Your task is to extract the lines from the one holding "[tag] gray hair (a dot for each instance)" through the end of the material. Set them down exactly and add nothing.
# WORKING DATA start
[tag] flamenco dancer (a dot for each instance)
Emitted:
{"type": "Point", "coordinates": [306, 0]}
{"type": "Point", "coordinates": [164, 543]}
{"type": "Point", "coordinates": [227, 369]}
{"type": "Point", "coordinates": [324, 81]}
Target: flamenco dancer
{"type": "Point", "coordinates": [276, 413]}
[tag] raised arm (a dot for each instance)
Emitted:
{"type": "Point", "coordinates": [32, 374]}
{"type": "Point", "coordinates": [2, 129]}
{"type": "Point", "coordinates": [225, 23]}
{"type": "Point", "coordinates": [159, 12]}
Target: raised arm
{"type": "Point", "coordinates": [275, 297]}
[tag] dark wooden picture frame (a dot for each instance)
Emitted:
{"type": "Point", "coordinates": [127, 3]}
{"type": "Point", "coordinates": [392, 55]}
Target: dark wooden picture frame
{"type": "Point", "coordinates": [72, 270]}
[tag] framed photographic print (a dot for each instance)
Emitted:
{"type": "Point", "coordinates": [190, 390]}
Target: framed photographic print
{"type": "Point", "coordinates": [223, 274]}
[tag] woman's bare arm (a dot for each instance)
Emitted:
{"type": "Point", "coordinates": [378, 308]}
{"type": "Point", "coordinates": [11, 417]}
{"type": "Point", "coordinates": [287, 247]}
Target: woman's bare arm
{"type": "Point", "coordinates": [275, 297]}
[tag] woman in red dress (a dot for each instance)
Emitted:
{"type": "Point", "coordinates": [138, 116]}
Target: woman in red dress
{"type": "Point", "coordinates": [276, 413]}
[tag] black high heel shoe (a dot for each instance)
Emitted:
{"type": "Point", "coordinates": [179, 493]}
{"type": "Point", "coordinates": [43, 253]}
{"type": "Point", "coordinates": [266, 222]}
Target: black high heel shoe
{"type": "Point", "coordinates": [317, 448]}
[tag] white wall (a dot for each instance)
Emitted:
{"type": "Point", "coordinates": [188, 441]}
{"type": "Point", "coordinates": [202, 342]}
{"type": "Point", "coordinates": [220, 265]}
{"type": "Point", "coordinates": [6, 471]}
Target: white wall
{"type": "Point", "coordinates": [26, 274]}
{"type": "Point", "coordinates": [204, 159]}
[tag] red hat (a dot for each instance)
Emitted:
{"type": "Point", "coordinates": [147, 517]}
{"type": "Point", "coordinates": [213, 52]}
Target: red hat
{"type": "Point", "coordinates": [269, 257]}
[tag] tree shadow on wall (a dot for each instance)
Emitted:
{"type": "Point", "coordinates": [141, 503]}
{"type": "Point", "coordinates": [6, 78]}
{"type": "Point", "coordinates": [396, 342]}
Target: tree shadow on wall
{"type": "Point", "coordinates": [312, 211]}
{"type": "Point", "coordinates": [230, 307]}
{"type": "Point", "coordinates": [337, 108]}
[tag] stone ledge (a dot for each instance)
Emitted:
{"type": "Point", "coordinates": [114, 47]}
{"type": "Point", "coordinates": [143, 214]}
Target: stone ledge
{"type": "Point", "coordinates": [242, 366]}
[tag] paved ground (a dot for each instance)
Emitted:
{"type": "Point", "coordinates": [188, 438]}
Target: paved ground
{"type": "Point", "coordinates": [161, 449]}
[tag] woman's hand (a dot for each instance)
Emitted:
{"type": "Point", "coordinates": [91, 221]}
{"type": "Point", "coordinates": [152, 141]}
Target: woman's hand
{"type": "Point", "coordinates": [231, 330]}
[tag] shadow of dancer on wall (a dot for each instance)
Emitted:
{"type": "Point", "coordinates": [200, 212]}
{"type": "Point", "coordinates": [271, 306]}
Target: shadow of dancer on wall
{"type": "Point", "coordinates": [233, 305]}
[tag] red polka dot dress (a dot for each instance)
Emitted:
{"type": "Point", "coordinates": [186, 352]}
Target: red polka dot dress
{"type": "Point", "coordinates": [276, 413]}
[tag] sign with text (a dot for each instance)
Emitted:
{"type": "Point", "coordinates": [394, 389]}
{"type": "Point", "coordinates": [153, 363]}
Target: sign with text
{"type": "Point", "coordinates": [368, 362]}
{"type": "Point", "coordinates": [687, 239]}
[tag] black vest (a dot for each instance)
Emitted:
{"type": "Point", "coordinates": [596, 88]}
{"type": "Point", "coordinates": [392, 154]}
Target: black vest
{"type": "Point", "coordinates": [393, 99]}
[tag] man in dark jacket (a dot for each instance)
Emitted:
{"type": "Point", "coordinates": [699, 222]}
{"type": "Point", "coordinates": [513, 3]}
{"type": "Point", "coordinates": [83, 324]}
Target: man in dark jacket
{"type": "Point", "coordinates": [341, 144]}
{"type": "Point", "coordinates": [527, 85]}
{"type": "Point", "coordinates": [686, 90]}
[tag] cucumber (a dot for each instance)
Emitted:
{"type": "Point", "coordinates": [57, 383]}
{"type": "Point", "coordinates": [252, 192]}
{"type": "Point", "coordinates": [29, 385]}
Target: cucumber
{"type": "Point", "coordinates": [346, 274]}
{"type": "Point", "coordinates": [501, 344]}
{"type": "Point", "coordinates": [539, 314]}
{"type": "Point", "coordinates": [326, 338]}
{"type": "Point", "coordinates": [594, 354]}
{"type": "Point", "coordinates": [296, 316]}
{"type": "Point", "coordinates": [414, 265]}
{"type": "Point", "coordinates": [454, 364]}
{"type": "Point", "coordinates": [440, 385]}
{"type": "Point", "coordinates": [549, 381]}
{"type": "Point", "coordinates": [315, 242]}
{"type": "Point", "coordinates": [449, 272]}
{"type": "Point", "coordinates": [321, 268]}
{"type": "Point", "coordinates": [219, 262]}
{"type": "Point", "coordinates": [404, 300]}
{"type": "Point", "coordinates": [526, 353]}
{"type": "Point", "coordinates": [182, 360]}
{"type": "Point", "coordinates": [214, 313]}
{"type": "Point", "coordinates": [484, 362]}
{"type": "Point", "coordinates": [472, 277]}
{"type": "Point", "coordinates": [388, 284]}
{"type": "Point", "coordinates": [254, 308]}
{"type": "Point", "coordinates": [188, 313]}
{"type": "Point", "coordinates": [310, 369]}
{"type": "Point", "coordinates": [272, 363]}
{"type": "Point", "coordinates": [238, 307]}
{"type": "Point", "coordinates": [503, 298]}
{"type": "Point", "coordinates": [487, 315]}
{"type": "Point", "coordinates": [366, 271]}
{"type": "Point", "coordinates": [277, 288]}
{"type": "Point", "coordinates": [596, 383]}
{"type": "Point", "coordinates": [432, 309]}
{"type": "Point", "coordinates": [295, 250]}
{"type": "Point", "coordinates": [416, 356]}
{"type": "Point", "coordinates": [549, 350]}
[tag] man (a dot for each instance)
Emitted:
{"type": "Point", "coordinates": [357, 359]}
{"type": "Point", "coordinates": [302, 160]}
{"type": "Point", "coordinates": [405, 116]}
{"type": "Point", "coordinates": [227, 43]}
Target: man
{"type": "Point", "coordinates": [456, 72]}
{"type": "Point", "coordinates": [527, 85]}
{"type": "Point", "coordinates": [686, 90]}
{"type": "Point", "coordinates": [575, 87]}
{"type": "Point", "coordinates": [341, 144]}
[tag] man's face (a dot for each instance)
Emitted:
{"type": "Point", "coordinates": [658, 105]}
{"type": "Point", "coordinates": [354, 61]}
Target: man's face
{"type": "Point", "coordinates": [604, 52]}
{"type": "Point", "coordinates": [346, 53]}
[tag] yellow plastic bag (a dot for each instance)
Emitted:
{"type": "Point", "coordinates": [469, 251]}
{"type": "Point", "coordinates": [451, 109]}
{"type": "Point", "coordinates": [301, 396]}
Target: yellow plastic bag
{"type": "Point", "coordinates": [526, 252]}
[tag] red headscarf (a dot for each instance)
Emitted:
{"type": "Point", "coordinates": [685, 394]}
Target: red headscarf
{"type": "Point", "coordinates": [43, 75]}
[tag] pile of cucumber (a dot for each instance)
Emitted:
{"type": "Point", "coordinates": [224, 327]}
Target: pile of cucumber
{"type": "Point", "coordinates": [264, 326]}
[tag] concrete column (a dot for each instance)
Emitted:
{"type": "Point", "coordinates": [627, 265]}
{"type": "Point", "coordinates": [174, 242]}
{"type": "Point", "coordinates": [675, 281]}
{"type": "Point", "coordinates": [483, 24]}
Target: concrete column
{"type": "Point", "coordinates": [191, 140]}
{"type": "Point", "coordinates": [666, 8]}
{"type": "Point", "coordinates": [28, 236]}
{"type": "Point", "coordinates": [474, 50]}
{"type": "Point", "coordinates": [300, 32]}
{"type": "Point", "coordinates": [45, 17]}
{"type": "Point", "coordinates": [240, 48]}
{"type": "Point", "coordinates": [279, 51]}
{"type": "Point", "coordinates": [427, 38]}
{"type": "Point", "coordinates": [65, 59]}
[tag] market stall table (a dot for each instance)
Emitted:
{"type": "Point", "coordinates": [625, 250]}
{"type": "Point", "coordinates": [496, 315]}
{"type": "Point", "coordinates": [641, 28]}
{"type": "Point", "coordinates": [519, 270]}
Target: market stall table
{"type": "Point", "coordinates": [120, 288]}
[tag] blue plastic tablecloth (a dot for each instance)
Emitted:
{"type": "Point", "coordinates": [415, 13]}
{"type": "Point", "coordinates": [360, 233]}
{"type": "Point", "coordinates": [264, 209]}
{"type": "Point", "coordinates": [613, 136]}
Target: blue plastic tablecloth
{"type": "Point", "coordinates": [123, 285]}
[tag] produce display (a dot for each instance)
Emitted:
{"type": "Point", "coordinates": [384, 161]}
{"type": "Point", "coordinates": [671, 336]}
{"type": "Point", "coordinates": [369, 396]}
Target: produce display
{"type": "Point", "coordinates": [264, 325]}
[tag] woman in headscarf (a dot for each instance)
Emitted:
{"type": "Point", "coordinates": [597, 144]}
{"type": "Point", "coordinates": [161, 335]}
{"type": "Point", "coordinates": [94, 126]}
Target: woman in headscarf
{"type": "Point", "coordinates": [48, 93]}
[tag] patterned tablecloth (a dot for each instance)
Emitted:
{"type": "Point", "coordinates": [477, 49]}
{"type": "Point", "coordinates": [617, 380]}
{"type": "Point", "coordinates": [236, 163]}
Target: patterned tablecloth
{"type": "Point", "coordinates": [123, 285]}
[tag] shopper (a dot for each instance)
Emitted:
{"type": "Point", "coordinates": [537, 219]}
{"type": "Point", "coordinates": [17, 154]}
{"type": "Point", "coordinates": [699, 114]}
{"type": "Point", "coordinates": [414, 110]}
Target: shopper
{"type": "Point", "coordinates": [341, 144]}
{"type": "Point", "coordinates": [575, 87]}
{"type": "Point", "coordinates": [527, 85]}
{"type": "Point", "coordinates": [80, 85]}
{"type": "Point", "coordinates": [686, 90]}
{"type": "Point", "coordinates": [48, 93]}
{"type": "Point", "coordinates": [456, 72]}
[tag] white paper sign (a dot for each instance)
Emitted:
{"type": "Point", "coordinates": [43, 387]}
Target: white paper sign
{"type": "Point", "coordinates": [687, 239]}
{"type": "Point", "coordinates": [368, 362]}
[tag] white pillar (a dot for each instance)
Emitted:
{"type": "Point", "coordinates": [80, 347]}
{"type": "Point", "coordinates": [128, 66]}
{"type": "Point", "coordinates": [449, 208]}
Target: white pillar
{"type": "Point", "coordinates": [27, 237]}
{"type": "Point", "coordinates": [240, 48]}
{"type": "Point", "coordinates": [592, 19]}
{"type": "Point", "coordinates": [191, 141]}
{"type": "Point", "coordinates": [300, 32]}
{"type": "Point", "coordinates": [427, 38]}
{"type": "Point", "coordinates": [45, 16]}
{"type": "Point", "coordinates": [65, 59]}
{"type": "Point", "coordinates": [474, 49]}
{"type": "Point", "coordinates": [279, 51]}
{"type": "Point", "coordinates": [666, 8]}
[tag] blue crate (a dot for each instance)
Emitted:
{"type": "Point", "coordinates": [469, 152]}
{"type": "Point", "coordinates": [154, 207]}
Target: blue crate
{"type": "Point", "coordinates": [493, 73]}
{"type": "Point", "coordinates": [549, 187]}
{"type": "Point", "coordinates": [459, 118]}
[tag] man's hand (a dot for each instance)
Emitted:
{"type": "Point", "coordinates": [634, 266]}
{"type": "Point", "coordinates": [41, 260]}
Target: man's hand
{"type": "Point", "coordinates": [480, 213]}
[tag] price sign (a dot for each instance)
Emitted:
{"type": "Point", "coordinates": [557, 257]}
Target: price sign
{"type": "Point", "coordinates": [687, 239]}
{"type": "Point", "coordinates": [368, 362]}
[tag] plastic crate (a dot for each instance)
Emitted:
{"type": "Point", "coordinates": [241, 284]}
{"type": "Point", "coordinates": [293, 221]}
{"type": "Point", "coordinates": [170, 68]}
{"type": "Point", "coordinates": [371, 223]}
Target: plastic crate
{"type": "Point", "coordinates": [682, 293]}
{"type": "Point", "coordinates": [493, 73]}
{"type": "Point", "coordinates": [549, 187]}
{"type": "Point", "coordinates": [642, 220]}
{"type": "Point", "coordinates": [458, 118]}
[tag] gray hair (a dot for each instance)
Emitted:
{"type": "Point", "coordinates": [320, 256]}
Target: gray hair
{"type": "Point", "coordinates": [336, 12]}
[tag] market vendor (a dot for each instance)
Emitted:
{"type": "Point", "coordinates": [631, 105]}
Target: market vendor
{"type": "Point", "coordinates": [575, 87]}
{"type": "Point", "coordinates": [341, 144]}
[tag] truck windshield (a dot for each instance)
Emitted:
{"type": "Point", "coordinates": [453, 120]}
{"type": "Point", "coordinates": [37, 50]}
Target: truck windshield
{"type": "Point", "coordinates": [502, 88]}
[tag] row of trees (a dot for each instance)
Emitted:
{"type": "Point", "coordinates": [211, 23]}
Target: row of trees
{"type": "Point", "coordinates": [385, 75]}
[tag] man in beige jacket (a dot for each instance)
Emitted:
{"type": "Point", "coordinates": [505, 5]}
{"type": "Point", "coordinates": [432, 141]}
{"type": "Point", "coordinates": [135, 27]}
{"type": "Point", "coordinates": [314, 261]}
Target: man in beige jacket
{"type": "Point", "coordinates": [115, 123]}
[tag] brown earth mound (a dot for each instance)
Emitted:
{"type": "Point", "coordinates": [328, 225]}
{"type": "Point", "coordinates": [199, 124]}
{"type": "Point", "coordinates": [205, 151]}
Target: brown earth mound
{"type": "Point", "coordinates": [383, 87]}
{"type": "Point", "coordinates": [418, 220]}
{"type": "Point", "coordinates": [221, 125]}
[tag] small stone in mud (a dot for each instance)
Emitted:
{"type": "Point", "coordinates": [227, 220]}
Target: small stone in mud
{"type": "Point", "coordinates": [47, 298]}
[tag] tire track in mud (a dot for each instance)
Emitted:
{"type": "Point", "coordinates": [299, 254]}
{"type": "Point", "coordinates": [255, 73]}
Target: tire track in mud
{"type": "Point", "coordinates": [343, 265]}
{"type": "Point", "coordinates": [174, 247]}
# WORKING DATA end
» SOLUTION:
[tag] gray hair (a dot for each instance)
Emitted:
{"type": "Point", "coordinates": [320, 256]}
Target: gray hair
{"type": "Point", "coordinates": [336, 12]}
[tag] market vendor (a dot for each instance)
Emitted:
{"type": "Point", "coordinates": [631, 105]}
Target: market vendor
{"type": "Point", "coordinates": [575, 87]}
{"type": "Point", "coordinates": [341, 144]}
[tag] truck windshield (a dot for each instance)
Emitted:
{"type": "Point", "coordinates": [453, 120]}
{"type": "Point", "coordinates": [37, 50]}
Target: truck windshield
{"type": "Point", "coordinates": [502, 88]}
[tag] row of trees (a dot for each instance)
Emitted:
{"type": "Point", "coordinates": [211, 23]}
Target: row of trees
{"type": "Point", "coordinates": [385, 75]}
[tag] man in beige jacket (a dot for each instance)
Emitted:
{"type": "Point", "coordinates": [505, 5]}
{"type": "Point", "coordinates": [432, 141]}
{"type": "Point", "coordinates": [135, 27]}
{"type": "Point", "coordinates": [314, 261]}
Target: man in beige jacket
{"type": "Point", "coordinates": [115, 123]}
[tag] brown earth mound (a dot for each instance)
Emitted:
{"type": "Point", "coordinates": [328, 225]}
{"type": "Point", "coordinates": [199, 124]}
{"type": "Point", "coordinates": [205, 151]}
Target: brown earth mound
{"type": "Point", "coordinates": [383, 87]}
{"type": "Point", "coordinates": [418, 220]}
{"type": "Point", "coordinates": [221, 125]}
[tag] small stone in mud (a dot for each instance)
Emitted:
{"type": "Point", "coordinates": [227, 220]}
Target: small stone in mud
{"type": "Point", "coordinates": [47, 298]}
[tag] tire track in mud (a dot for each instance)
Emitted:
{"type": "Point", "coordinates": [299, 254]}
{"type": "Point", "coordinates": [255, 73]}
Target: tire track in mud
{"type": "Point", "coordinates": [343, 265]}
{"type": "Point", "coordinates": [174, 247]}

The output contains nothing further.